Rewrite the rows starting at the one containing "man in navy" and ending at the one containing "x=503, y=160", requests included, and offset every x and y coordinate in the answers by adding 107. Include nothing outside that range.

>> Start Supplied records

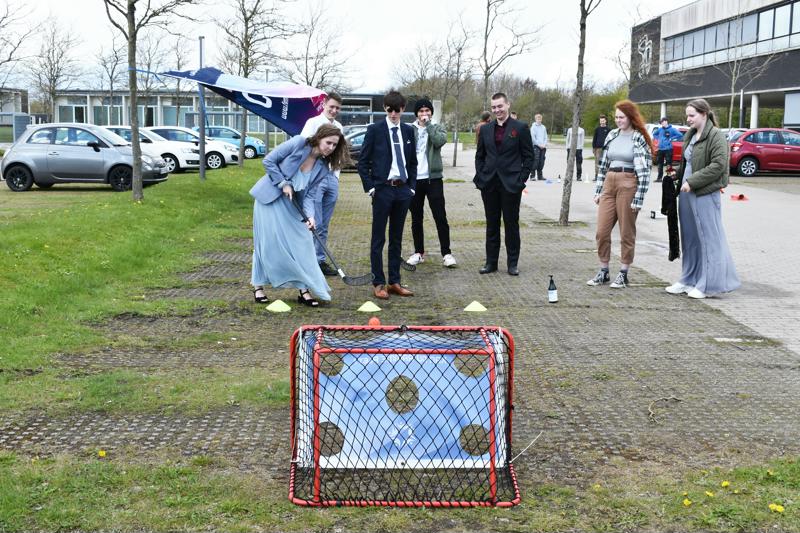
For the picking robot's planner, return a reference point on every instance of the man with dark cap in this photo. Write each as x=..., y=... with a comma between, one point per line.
x=430, y=138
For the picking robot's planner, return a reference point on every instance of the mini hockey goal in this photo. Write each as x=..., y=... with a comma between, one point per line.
x=402, y=416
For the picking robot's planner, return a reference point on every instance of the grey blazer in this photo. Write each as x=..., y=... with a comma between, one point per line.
x=281, y=166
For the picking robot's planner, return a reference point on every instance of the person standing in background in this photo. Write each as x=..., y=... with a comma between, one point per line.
x=539, y=137
x=598, y=140
x=429, y=140
x=578, y=150
x=329, y=189
x=665, y=136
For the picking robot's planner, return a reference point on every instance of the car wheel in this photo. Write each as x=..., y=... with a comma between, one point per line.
x=19, y=178
x=120, y=178
x=214, y=161
x=172, y=163
x=747, y=167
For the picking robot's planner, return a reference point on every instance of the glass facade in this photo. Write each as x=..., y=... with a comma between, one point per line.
x=767, y=31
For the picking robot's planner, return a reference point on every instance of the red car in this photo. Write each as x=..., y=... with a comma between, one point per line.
x=760, y=149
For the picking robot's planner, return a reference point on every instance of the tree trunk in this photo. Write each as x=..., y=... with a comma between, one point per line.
x=563, y=218
x=138, y=193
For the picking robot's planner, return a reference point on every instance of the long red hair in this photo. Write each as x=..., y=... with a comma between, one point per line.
x=631, y=110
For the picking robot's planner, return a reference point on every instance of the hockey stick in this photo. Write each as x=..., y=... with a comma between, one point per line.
x=348, y=280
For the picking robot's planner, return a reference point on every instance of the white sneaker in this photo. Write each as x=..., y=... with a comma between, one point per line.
x=678, y=288
x=415, y=259
x=697, y=294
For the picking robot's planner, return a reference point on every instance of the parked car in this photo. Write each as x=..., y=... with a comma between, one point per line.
x=677, y=146
x=771, y=149
x=355, y=139
x=47, y=154
x=253, y=147
x=178, y=156
x=218, y=154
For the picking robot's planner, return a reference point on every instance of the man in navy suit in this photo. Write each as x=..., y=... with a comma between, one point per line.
x=388, y=170
x=503, y=160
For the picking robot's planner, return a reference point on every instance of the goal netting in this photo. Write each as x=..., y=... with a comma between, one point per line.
x=402, y=416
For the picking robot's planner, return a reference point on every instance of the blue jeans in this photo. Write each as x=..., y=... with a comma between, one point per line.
x=323, y=211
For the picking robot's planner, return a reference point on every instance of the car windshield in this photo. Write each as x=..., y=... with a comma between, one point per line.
x=112, y=138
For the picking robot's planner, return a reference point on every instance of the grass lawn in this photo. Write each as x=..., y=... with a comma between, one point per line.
x=73, y=258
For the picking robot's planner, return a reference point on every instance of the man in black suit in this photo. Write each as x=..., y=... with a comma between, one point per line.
x=503, y=161
x=388, y=170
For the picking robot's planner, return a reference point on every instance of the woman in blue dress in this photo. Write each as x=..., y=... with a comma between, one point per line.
x=708, y=267
x=283, y=246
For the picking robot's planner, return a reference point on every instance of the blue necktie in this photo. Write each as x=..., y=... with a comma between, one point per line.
x=398, y=154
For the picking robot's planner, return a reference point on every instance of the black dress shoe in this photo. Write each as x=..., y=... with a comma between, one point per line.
x=487, y=268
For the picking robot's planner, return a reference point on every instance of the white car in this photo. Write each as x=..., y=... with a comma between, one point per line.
x=178, y=156
x=218, y=154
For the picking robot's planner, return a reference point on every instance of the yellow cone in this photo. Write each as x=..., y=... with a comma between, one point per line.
x=278, y=306
x=475, y=307
x=369, y=307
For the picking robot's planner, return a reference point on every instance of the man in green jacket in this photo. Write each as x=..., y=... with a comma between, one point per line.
x=430, y=139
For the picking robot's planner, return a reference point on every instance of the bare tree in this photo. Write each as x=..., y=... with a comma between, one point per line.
x=423, y=69
x=125, y=17
x=502, y=40
x=321, y=62
x=457, y=71
x=587, y=7
x=741, y=69
x=249, y=35
x=54, y=67
x=111, y=61
x=150, y=59
x=12, y=38
x=180, y=57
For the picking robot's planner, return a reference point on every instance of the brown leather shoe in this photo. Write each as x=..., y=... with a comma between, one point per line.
x=380, y=292
x=399, y=290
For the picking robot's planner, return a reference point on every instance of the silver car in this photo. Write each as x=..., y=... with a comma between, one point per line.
x=47, y=154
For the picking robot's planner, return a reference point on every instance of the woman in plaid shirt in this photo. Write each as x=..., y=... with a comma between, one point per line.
x=622, y=181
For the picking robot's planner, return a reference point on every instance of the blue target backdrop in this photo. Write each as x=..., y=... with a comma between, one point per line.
x=396, y=401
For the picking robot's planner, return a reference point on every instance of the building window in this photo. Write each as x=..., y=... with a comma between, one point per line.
x=765, y=20
x=749, y=29
x=783, y=19
x=796, y=18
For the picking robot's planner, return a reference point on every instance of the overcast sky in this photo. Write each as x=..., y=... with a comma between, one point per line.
x=378, y=32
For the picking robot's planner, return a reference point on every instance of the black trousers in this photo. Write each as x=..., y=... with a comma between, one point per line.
x=433, y=189
x=389, y=205
x=578, y=162
x=663, y=157
x=538, y=162
x=499, y=202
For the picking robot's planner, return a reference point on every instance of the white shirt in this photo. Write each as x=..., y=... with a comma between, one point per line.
x=422, y=151
x=581, y=138
x=394, y=172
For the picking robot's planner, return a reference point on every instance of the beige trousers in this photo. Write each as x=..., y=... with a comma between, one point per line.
x=619, y=189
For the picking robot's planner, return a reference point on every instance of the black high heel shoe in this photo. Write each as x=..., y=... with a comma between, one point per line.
x=310, y=301
x=260, y=299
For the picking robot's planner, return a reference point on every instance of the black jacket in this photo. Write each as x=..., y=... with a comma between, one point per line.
x=511, y=163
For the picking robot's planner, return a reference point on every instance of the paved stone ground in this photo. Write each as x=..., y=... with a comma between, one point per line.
x=590, y=369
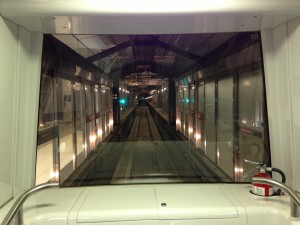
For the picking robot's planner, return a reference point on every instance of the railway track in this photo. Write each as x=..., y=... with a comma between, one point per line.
x=144, y=127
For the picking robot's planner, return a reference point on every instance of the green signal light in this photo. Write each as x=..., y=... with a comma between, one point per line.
x=123, y=101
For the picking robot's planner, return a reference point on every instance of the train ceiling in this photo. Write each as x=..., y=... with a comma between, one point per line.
x=144, y=60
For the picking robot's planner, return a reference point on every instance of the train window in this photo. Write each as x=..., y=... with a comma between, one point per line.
x=131, y=109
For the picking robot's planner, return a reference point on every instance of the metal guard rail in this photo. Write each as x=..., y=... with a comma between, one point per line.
x=21, y=199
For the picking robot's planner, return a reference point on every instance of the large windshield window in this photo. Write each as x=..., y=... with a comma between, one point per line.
x=131, y=109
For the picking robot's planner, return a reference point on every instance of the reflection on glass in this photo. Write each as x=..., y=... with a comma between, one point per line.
x=225, y=126
x=250, y=118
x=218, y=110
x=65, y=113
x=210, y=126
x=79, y=122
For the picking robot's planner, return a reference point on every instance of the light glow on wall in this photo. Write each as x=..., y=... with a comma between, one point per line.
x=165, y=6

>> End Supplied records

(Output below)
For the picking robot's planner, return a reference point on every instance of the man in navy suit in this photo. Write each as x=..., y=... with a comma between, one point per line.
x=495, y=277
x=610, y=267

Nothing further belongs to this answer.